**PROBLEM REQUIREMENTS**
Could you repeat all of the entries exactly, leaving out any pictures?

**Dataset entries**
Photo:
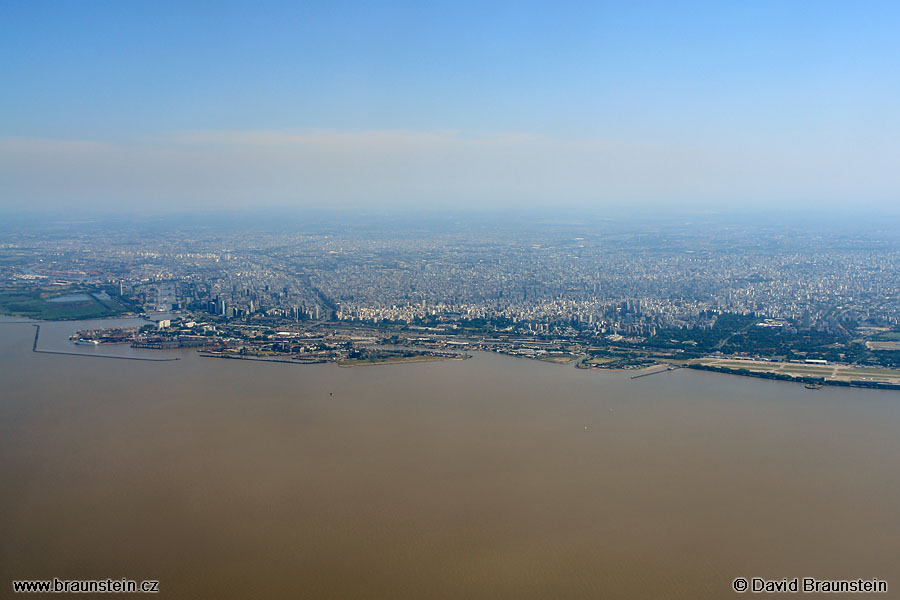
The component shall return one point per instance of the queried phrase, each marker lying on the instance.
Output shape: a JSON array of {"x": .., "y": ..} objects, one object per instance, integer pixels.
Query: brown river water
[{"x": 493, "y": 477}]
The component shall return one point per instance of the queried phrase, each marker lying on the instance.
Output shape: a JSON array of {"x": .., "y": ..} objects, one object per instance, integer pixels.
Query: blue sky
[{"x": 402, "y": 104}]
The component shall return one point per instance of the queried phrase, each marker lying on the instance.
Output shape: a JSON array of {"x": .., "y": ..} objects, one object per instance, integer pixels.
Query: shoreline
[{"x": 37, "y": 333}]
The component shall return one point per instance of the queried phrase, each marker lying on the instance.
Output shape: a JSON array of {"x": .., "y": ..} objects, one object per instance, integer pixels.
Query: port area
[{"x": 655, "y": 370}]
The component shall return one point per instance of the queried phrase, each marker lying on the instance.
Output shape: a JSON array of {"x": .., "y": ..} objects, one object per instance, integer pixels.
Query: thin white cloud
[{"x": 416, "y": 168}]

**OUTPUT**
Photo:
The component shall return one point per instance of the queried phrase, each marker lying on the instance.
Output shape: a JSON array of {"x": .., "y": ..} objects, one object per instance, integer pixels.
Query: brown river water
[{"x": 493, "y": 477}]
The component shall return one point per instance of the queried phrase, each marker lying on the instance.
Output shape: a JSON array of {"x": .., "y": ..} objects, one object per instance, integer pixels.
Query: blue sky
[{"x": 402, "y": 104}]
The component shall return one point per instance of the queried phrase, each marker lying on the instance.
Output shape: a JSON array of {"x": .., "y": ..} objects, one object per instance, integer pixels.
Query: shoreline
[{"x": 37, "y": 333}]
The component shall return one point per instance of the queried phrase, each marker lying on the instance.
Output shape: a JSON array of {"x": .., "y": ..} objects, one object per instance, integer pixels.
Query: port area
[{"x": 655, "y": 370}]
The component shall return one point per instance of the queried phrase, each marker lying on the instance.
Output shape: a JSON array of {"x": .., "y": ..} objects, one object per instance, integer pixels.
Query: thin white cloud
[{"x": 416, "y": 168}]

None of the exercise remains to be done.